-- Supplied data start --

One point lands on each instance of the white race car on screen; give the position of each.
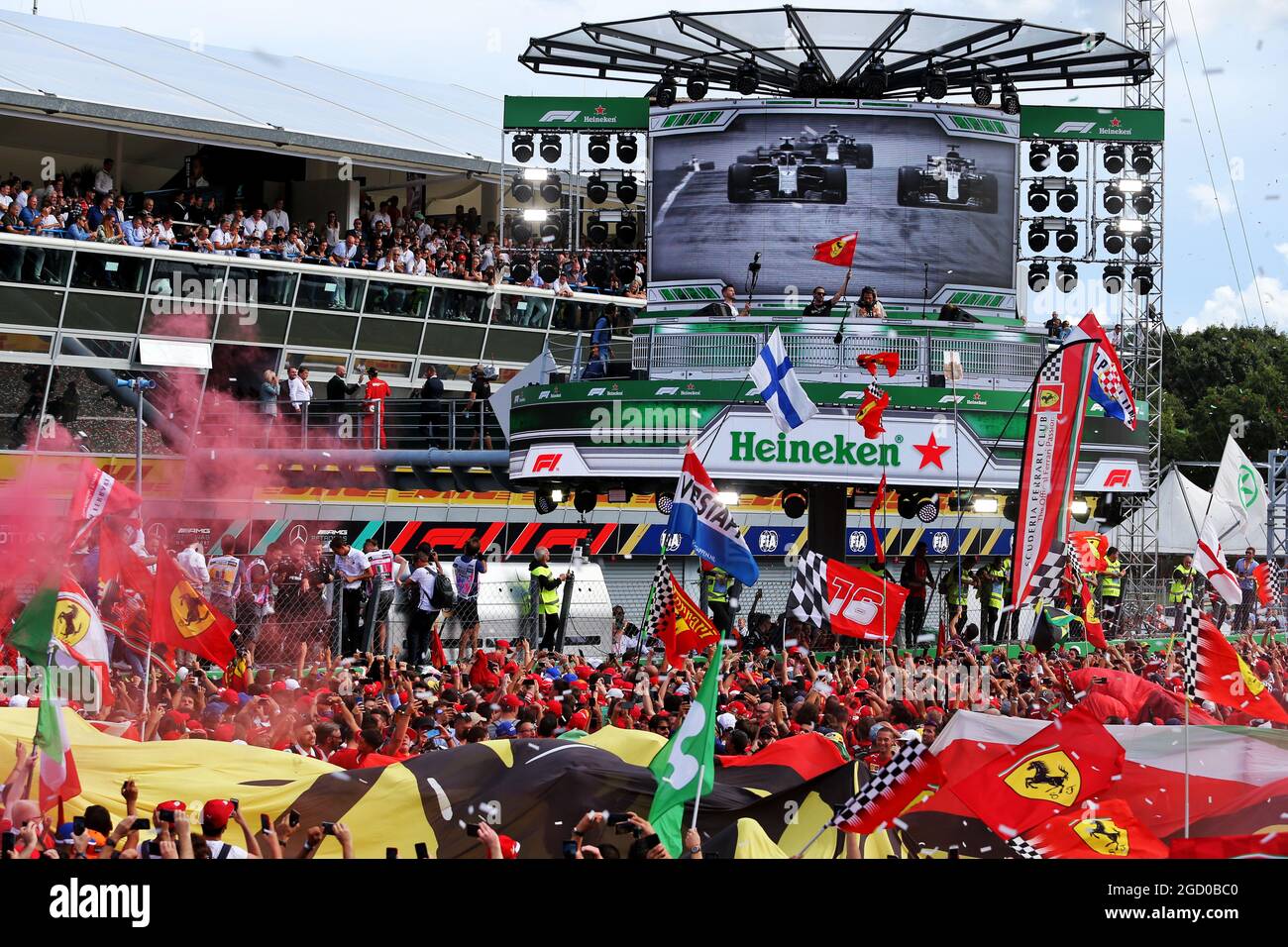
(948, 180)
(785, 174)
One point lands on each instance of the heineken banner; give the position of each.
(1093, 124)
(575, 114)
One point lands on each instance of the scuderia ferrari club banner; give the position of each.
(1050, 468)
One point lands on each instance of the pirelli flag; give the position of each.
(183, 618)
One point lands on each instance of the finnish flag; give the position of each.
(777, 384)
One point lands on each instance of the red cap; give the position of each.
(217, 813)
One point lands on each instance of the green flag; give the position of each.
(35, 626)
(686, 767)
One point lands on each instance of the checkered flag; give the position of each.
(1190, 654)
(1022, 849)
(890, 789)
(807, 596)
(661, 598)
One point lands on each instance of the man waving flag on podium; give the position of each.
(776, 381)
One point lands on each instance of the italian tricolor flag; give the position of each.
(58, 779)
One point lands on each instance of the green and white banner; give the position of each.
(572, 114)
(1093, 124)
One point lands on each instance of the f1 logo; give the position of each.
(1119, 476)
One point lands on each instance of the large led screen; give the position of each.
(928, 188)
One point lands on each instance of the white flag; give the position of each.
(776, 381)
(1240, 486)
(1210, 561)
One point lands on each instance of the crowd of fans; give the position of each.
(382, 236)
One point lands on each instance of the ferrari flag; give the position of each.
(183, 618)
(1050, 470)
(838, 252)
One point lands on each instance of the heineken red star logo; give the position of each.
(931, 453)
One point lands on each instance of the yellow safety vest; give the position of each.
(549, 596)
(1111, 582)
(1180, 589)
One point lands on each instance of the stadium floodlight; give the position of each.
(980, 91)
(520, 189)
(548, 268)
(1039, 275)
(698, 82)
(1144, 241)
(1142, 158)
(1010, 98)
(626, 230)
(520, 147)
(596, 149)
(664, 93)
(1067, 197)
(1067, 157)
(552, 189)
(1113, 278)
(1113, 198)
(1115, 158)
(1039, 198)
(627, 149)
(627, 189)
(552, 147)
(1115, 240)
(1067, 277)
(936, 82)
(1067, 239)
(1039, 157)
(874, 81)
(1144, 202)
(1038, 236)
(1141, 279)
(809, 77)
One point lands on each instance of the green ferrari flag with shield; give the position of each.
(686, 768)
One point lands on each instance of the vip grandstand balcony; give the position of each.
(84, 307)
(992, 356)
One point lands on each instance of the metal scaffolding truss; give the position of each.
(835, 52)
(1142, 316)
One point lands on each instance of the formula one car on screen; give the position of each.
(835, 149)
(785, 174)
(948, 180)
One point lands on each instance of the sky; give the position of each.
(477, 44)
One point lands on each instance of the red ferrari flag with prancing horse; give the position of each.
(837, 252)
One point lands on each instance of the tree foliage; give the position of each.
(1220, 381)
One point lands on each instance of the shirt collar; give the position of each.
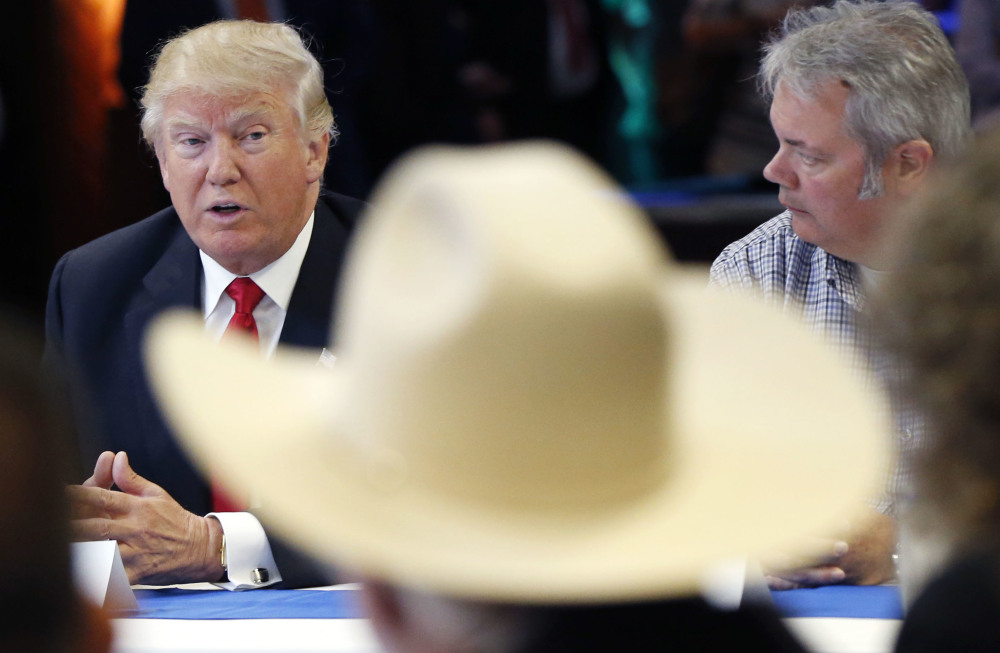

-- Supplied data end --

**Task details**. Can you copy every one of the items above word for word, leaving the pictures out?

**Expected output**.
One point lands on each instance of the white race car on screen; give the position of each.
(948, 180)
(785, 174)
One point lands on each instance of the heineken banner; give the position of each.
(1093, 124)
(575, 114)
One point lands on each instance of the scuderia ferrari club banner; give the position of each.
(1050, 468)
One point lands on each instance of the pirelli flag; give the position of each.
(183, 618)
One point lands on each instance of the finnish flag; give the position of each.
(777, 384)
One point lands on each instance of the red cap; give the position of each.
(217, 813)
One point lands on each instance of the green flag; give the position of each.
(35, 626)
(686, 767)
One point lands on each instance of the checkered flag; give the position of each.
(1190, 654)
(1022, 849)
(890, 789)
(807, 596)
(661, 598)
One point lands on each instance of the man waving flag on podium; give the position of each.
(776, 381)
One point lands on each instance of the italian tricolor flag; give the position of each.
(58, 779)
One point lands on each instance of the green and white banner; give the position of each.
(572, 114)
(1093, 124)
One point lands on each instance of the f1 logo; give the position of each.
(1119, 476)
One point lands on each instance of the large led screen; give the position of each.
(928, 188)
One point lands on each instance of the white flag; give the position of each.
(776, 381)
(1240, 486)
(1210, 561)
One point lands on each instance of the crowd of fans; give the position of each.
(382, 236)
One point lands on each instance of the ferrari flag; give the position of each.
(183, 618)
(1050, 470)
(838, 252)
One point lands on each instance of the heineken red star logo; give the position of each.
(931, 453)
One point lands on each instance of the yellow safety vest; give the position of each.
(549, 596)
(1111, 582)
(1180, 589)
One point lands on each instance of the stadium floodlight; give the position of each.
(980, 91)
(520, 189)
(548, 268)
(1039, 275)
(698, 82)
(1144, 241)
(1142, 158)
(1010, 98)
(626, 230)
(520, 147)
(596, 149)
(664, 93)
(1067, 197)
(1067, 157)
(552, 189)
(1113, 278)
(1113, 198)
(1115, 158)
(1039, 198)
(627, 149)
(627, 189)
(552, 147)
(1115, 240)
(1067, 277)
(936, 82)
(1067, 239)
(1039, 157)
(874, 81)
(1144, 202)
(1038, 236)
(1141, 279)
(809, 77)
One point lands on each instance of the green ferrari flag with shield; give the position of each.
(686, 768)
One point lands on each instance of the vip grandstand balcony; give the position of each.
(84, 307)
(992, 356)
One point lands on each instance of the metal scaffolding truss; give the position of each.
(835, 52)
(1142, 316)
One point lands on each instance of the formula one car on screen; give the position of each.
(835, 149)
(785, 174)
(948, 180)
One point lands on each instance of the sky; give the position of each.
(477, 44)
One point lands on each instance of the red ferrari flag with prancing horse; give the position of each.
(837, 252)
One point lands on each instance of the tree foliage; give the position of each.
(1220, 381)
One point lands on each instance of the shirt collar; give the position of each.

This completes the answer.